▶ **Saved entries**
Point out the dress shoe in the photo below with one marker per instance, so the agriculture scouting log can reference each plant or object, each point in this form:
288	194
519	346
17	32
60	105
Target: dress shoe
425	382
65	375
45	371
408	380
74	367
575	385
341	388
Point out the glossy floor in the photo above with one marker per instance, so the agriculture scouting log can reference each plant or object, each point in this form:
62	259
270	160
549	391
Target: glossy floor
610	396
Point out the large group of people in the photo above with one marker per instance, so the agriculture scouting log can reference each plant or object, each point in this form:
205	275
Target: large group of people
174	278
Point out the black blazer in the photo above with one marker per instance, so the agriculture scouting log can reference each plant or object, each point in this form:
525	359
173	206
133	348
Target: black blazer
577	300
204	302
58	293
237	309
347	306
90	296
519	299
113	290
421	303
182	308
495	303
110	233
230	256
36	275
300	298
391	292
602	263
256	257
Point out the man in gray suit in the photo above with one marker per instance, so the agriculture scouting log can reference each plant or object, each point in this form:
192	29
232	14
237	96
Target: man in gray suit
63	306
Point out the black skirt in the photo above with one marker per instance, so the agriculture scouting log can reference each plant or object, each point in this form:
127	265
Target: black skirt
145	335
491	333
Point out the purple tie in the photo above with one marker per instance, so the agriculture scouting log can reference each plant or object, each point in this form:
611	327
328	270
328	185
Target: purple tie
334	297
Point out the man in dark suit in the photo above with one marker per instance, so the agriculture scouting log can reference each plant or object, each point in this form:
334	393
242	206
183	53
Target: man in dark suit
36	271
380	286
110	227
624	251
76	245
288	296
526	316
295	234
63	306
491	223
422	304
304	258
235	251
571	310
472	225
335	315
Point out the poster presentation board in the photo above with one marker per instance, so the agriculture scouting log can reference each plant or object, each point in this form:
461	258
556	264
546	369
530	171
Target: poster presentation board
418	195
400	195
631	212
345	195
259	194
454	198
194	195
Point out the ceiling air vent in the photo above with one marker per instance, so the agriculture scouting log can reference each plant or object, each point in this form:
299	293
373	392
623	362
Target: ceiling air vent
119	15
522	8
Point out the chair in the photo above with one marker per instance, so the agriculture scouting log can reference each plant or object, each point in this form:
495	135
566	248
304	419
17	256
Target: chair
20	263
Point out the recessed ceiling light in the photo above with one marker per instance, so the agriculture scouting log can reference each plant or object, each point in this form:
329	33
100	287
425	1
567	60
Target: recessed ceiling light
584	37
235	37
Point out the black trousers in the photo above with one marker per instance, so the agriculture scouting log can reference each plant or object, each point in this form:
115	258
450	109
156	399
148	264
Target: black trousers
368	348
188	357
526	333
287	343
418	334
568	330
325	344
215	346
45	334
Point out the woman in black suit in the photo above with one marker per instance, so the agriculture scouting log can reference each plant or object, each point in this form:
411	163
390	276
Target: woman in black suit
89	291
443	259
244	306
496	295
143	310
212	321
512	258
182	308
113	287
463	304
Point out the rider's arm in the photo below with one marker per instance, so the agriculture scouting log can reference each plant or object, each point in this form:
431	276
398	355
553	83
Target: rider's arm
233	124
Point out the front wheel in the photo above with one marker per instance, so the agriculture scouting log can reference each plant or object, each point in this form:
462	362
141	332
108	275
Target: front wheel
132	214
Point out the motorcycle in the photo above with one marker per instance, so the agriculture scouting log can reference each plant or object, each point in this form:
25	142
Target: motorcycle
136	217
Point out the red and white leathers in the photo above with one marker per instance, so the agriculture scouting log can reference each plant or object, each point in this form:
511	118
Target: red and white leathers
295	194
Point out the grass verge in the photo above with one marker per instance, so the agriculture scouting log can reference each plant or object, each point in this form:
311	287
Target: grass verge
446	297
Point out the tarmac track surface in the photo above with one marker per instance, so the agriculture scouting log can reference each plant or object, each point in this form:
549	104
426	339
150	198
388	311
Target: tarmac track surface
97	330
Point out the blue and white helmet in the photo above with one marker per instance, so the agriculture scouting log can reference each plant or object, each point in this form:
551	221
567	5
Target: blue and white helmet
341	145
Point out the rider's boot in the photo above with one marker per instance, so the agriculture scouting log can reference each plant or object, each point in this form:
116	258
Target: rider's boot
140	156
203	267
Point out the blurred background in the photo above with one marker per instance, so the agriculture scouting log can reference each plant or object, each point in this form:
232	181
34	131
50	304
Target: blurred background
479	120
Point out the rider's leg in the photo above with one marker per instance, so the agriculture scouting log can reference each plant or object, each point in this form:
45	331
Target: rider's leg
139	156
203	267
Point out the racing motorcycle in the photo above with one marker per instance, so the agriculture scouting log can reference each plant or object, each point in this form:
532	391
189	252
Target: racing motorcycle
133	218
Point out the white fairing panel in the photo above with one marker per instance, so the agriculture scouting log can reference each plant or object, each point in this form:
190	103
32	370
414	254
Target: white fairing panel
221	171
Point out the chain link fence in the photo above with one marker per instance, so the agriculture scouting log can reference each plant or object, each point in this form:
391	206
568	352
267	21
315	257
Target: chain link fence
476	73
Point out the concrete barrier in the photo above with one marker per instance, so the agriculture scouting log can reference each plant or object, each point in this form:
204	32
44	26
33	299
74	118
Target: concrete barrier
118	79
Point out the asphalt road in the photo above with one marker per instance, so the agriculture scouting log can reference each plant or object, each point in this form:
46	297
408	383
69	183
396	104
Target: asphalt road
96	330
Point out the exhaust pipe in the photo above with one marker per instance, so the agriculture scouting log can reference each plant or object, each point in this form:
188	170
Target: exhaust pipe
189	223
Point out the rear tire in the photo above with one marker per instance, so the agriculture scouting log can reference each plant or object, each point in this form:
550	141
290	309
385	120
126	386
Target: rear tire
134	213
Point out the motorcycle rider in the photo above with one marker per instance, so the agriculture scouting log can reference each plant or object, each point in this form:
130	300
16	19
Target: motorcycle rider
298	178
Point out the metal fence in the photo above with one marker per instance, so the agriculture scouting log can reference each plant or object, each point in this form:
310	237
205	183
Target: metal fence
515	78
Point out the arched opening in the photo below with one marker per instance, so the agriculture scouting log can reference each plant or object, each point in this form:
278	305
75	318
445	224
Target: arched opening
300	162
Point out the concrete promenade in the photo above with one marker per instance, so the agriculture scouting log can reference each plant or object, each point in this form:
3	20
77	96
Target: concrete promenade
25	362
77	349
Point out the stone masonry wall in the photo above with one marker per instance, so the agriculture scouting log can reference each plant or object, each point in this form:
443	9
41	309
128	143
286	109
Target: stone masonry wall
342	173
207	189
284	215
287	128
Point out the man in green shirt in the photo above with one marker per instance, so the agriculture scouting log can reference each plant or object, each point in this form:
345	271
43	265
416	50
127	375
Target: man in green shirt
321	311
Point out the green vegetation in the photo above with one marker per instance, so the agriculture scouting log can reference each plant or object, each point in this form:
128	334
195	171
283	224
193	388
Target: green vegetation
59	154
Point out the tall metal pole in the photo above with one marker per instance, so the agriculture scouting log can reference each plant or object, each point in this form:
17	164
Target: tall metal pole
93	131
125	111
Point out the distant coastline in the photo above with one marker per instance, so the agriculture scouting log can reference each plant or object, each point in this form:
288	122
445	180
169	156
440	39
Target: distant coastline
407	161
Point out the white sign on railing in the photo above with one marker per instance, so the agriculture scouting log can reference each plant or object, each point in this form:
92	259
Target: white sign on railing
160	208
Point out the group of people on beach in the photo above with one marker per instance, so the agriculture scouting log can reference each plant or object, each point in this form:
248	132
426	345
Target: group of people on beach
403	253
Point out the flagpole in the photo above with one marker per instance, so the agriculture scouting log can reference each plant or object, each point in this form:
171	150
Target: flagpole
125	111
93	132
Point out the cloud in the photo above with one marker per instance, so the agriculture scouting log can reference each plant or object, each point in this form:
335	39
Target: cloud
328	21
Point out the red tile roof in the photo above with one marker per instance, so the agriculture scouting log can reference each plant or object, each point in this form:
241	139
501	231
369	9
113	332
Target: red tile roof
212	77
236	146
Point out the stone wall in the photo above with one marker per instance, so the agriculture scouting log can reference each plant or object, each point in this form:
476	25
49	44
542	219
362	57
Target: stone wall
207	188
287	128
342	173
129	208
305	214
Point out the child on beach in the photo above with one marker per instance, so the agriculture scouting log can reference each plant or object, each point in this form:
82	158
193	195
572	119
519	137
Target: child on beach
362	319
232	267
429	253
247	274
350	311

▶ **The task**
Check each line of the records above for the string "below", and report every line that has it.

▶ **Written answer**
Point out the dress shoe in the photo below with one marker per instance, so the agriculture scouting log can reference each plant or object, each point in this form:
Point out the rider's arm in the photo below with one marker per instance, so the agriculture scouting log can reference each plant or object, each point in this form:
Point out the arched opening in the photo below with one marker per instance, so the agriculture scouting log can reference each plant or object, each point in this form:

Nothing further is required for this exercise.